William Hope (born March 2, 1955) is a Canadian actor.

Career
Most of Hope's stage work has been leading roles in a wide variety of regional, touring and West End theatres in England.

Early on, he turned down a major role in Kubrick's Full Metal Jacket for a lead role in James Cameron's Aliens (1986) as Lt. Gorman, for which he began to receive recognition. Soon after he appeared as Kyle MacRae in the horror film Hellbound: Hellraiser II (1988), the sequel to Clive Barker's Hellraiser (1987).

After Hellbound, Hope went on to a number of theatrical films while working a lot on stage and in radio drama. Seen in parts in Shining Through (1992) and The Saint (1997), Sky Captain and the World of Tomorrow (2004) and XXX (2002). He co-starred in two Wesley Snipes' action epics The Marksman (2005) and The Detonator (2006) and as the villain in Steven Seagal's action movie Submerged (2005).

Recently seen on TV as Harry Ramos in the award-winning TV docudrama 9/11: The Twin Towers (2007), and as the President of Lehman Brothers in The Last Days of Lehman Brothers (2009) starring James Cromwell, in theatrical releases he has been seen opposite Woody Harrelson in The Walker (2007), Robert Downey Jr. in Sherlock Holmes (2009), and The Whistleblower (2010) with Rachel Weisz and Legacy with Idris Elba. His most recent television work included playing Matt LeBlanc's agent in Episodes (2011). He was also in Luc Besson's The Lady (2012) about the life of Aung San Suu Kyi and in 2011 he guest-starred in the BBC's final series of Spooks (2002) and alongside Johnny Depp in Tim Burton's Dark Shadows (2012).

Written request A -
Reproduce all the rows, without changes, from the line containing "mark: grevillea shrub" down to the end of the rows.

The input -
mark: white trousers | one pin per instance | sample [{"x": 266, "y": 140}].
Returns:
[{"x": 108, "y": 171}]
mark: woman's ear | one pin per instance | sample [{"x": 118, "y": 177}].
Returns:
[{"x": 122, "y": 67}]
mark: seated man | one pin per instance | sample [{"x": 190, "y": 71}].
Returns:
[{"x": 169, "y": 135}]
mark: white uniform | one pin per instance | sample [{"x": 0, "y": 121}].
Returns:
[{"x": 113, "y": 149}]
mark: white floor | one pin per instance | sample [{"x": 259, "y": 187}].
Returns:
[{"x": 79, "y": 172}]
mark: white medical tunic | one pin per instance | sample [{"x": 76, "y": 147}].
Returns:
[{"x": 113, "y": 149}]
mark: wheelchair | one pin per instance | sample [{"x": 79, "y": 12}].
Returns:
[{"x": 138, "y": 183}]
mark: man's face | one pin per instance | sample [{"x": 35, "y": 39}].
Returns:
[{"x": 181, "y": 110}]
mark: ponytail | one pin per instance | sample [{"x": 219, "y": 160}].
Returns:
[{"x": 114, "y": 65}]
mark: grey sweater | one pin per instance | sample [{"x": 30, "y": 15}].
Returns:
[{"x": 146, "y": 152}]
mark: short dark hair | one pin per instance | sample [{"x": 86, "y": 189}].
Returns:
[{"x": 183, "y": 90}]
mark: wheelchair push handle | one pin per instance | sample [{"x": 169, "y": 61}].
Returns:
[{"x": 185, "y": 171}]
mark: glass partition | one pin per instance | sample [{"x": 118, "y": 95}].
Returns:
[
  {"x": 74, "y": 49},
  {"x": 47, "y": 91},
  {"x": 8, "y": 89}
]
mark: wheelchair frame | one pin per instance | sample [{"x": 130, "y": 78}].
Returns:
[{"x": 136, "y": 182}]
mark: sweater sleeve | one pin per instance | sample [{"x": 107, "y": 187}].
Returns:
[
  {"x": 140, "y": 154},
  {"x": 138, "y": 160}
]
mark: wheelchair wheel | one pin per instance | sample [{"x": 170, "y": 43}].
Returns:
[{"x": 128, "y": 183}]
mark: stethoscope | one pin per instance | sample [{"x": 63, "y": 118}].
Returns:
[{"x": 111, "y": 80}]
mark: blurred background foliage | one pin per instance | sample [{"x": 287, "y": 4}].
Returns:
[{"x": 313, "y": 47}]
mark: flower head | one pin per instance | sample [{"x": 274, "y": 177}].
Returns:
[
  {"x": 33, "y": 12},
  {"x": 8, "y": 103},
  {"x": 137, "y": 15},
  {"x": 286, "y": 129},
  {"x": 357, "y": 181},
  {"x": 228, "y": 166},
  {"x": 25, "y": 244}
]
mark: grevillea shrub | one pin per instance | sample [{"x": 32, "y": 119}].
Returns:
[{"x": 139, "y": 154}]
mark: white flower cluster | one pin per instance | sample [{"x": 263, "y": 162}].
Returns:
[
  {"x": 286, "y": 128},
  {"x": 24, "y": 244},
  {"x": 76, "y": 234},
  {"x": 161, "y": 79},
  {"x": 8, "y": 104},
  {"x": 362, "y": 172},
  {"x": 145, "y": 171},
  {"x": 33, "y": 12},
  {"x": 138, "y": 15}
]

Written request B -
List every television production named in the text about William Hope.

Correct response A -
mark: grevillea shrub | one pin per instance | sample [{"x": 32, "y": 119}].
Returns:
[{"x": 139, "y": 154}]
mark: white flower cluster | one pin per instance | sample [{"x": 263, "y": 162}].
Returns:
[
  {"x": 286, "y": 128},
  {"x": 24, "y": 244},
  {"x": 76, "y": 234},
  {"x": 161, "y": 79},
  {"x": 8, "y": 104},
  {"x": 362, "y": 172},
  {"x": 145, "y": 171},
  {"x": 33, "y": 12},
  {"x": 138, "y": 15}
]

Correct response B -
- 9/11: The Twin Towers
- The Last Days of Lehman Brothers
- Episodes
- Spooks